### [PASSAGE]
# Predict Music Recommendation
* Resources
  * From https://www.kaggle.com/c/kkbox-music-recommendation-challenge/data
* Group Members
  * Shagun Garg
  * Ashish Devrani
  * Jasdev Singh Sachdeva
  * Sanchit Bogra

## Objective
* In this task, we predict the chances of a user listening to a song repetitively after the first observable listening event within a time window was triggered. If there are recurring listening event(s) triggered within a month after the user’s very first observable listening event, its target is marked 1, and 0 otherwise in the training set. The same rule applies to the testing set.

* KKBOX provides a training data set consists of information of the first observable listening event for each unique user-song pair within a specific time duration. The use of public data to increase the level of accuracy of your prediction is encouraged.

* Use Logistic Regression
  * Train on a portion of the dataset
  * Test the trained model against the remainder of the dataset
    * Accuracy can be determined because the dataset is labeled (i.e., this uses supervised learning)

## Download Data
* Downloading from OneDrive cloud

In [4]:
%sh
wget --no-check-certificate 'https://onedrive.live.com/download?cid=19C57AC336968345&resid=19C57AC336968345%2113473&authkey=AJKZ--BuqqEJrT0' -O song_recommendations.csv

In [5]:
%sh
ls

Loading file into a dataframe

In [7]:
songs_df = spark.read\
  .format('org.apache.spark.sql.execution.datasources.csv.CSVFileFormat')\
  .option('header', 'true')\
  .option('inferSchema', 'true')\
  .load("file:/databricks/driver/song_recommendations.csv")
songs_df.show(3)

## Data Explored and Explained

In [9]:
songs_df.printSchema()

## Data Cleaning

Removing null values from all the columns

In [12]:
songs_df = songs_df.filter(songs_df.source_screen_name.isNotNull() & songs_df.source_system_tab.isNotNull() & songs_df.msno.isNotNull() & songs_df.song_id.isNotNull() & songs_df.source_type.isNotNull() ) 

In [13]:
songs_df.count()

In [14]:
# The songs to be predicted...
songs_df.select('target').distinct().show()

In [15]:
# Songs by their targets
songs_df.select('target').groupBy('target').count().show()

## Data Transformation

In [17]:
from pyspark.sql.functions import UserDefinedFunction
from pyspark.sql.types import *
from pyspark.ml.feature import OneHotEncoder, StringIndexer, IndexToString, VectorAssembler
from pyspark.ml.classification import LogisticRegression
from pyspark.ml.classification import RandomForestClassifier
from pyspark.ml.evaluation import MulticlassClassificationEvaluator
from pyspark.ml import Pipeline, Model
from pyspark.ml.evaluation import BinaryClassificationEvaluator

In [18]:
# Convert results for to MLlib input, which requires labels as a float
def labelForResults(s):
     if s == 0:
         return 0.0
     elif s == 1:
         return 1.0
     else:
         return -1.0
label = UserDefinedFunction(labelForResults, DoubleType())

Rows from a box-labeling dataset
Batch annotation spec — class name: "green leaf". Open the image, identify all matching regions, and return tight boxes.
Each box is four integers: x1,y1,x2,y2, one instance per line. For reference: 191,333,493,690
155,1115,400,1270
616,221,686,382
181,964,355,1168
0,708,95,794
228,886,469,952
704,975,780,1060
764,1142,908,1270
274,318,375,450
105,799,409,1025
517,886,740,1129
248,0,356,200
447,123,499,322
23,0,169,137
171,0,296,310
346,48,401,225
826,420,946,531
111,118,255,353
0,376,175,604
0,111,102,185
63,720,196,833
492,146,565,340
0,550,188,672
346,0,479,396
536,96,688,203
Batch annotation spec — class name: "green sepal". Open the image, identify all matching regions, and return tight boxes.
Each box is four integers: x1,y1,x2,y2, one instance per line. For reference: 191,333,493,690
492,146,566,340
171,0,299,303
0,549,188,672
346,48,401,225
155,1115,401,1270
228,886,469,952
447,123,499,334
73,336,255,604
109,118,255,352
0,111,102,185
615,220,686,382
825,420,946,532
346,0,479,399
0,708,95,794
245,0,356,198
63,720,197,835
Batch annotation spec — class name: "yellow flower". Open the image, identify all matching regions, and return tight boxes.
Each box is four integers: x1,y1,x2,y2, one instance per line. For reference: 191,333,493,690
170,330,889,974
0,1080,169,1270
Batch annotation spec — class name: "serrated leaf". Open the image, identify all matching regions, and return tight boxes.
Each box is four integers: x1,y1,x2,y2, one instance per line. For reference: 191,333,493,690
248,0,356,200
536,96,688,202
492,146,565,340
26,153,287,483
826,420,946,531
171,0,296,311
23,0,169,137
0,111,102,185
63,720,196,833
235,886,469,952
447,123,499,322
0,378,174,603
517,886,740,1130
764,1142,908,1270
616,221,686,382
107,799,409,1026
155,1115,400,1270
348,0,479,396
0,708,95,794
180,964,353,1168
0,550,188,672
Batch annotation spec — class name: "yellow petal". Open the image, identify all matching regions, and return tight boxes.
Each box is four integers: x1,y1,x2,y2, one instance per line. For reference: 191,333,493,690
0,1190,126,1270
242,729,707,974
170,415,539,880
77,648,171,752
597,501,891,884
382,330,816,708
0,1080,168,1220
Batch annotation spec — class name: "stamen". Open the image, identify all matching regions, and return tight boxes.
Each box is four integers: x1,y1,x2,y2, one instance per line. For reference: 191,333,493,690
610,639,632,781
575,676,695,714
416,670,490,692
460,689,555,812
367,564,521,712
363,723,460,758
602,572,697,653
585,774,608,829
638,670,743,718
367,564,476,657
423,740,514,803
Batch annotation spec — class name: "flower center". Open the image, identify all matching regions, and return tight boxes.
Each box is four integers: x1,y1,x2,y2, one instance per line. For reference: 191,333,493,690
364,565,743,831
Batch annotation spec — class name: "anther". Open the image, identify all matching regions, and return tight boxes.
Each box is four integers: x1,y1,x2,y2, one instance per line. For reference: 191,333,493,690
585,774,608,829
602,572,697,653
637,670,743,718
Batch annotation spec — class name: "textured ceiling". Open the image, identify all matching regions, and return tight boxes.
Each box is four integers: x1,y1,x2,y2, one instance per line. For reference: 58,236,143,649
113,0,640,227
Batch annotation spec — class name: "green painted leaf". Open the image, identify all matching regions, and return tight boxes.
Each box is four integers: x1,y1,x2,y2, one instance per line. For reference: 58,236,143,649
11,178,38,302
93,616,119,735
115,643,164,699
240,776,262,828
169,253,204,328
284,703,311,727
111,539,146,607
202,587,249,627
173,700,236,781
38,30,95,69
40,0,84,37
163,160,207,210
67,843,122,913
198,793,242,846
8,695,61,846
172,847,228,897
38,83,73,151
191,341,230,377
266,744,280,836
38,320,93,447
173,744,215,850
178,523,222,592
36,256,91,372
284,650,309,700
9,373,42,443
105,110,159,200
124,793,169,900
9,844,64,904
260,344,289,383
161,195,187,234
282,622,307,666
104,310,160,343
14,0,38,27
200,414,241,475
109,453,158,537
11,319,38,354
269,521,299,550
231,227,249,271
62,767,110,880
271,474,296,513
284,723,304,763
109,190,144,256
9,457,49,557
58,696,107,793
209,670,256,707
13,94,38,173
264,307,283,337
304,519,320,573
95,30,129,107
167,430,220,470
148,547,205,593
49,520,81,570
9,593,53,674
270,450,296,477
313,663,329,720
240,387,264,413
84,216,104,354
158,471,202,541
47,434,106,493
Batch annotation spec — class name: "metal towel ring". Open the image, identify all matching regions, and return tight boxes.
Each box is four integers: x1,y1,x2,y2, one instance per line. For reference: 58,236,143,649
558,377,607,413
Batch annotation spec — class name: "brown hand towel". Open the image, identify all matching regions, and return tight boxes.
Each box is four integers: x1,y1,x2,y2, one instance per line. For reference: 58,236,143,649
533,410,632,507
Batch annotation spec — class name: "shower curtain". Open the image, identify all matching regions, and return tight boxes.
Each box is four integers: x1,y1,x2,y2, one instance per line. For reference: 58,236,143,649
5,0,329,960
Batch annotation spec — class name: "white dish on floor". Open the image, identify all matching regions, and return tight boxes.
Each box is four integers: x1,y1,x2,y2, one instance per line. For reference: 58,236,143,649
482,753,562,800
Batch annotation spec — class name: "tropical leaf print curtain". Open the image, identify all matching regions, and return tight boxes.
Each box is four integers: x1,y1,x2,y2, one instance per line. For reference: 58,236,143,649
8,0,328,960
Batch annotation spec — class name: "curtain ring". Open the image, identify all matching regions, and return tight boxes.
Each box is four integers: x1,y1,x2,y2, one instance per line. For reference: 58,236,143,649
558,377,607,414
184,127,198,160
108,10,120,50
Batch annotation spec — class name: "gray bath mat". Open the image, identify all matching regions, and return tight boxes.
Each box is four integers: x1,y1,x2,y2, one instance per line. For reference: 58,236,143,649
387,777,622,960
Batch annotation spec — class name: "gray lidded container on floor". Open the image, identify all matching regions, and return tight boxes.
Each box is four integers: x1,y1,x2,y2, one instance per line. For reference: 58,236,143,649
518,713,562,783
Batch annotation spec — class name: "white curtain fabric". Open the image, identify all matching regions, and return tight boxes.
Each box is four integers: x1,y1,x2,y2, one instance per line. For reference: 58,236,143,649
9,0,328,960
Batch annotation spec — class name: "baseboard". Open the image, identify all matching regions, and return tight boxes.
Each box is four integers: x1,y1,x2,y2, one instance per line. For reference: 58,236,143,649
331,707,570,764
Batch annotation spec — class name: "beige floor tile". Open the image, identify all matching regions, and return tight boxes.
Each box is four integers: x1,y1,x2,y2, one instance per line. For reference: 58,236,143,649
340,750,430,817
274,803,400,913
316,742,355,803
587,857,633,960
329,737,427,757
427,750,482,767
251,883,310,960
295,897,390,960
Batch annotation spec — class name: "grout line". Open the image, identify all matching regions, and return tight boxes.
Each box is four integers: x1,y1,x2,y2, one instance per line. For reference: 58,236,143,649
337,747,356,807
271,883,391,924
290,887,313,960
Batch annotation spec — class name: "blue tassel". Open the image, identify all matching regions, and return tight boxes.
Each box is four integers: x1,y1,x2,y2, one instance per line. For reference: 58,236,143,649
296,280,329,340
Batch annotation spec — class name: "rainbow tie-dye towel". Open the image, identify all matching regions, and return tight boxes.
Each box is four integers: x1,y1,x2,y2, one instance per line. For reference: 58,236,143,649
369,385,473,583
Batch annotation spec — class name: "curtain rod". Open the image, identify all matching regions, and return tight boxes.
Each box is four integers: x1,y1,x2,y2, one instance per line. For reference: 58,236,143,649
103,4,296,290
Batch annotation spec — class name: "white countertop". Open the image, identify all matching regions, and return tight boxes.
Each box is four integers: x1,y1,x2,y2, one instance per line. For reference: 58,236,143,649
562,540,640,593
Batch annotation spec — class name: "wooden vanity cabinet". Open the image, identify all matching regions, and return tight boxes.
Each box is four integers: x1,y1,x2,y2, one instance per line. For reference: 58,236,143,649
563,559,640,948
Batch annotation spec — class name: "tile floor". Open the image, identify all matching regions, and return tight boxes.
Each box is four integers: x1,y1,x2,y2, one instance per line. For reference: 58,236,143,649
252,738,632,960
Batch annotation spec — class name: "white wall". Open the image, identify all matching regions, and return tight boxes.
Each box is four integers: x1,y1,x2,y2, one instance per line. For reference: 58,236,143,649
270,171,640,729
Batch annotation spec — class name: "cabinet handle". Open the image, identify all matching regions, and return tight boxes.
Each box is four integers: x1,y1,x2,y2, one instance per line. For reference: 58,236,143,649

### [TASKS TO PERFORM]
[A] Answer these questions using the music recommendation page.
(i) Which model does the page's plan say to use?
(ii) Under what file name is the downloaded data saved?
(iii) What does the labelForResults function return when its input is neither 0 nor 1?
[B] Transcribe the part of the music recommendation page starting at "Removing null values" and ending at "to be predicted...".

### [SOLUTIONS BELOW]
[A]
(i) Logistic Regression
(ii) song_recommendations.csv
(iii) -1.0

[B]
Removing null values from all the columns

In [12]:
songs_df = songs_df.filter(songs_df.source_screen_name.isNotNull() & songs_df.source_system_tab.isNotNull() & songs_df.msno.isNotNull() & songs_df.song_id.isNotNull() & songs_df.source_type.isNotNull() ) 

In [13]:
songs_df.count()

In [14]:
# The songs to be predicted...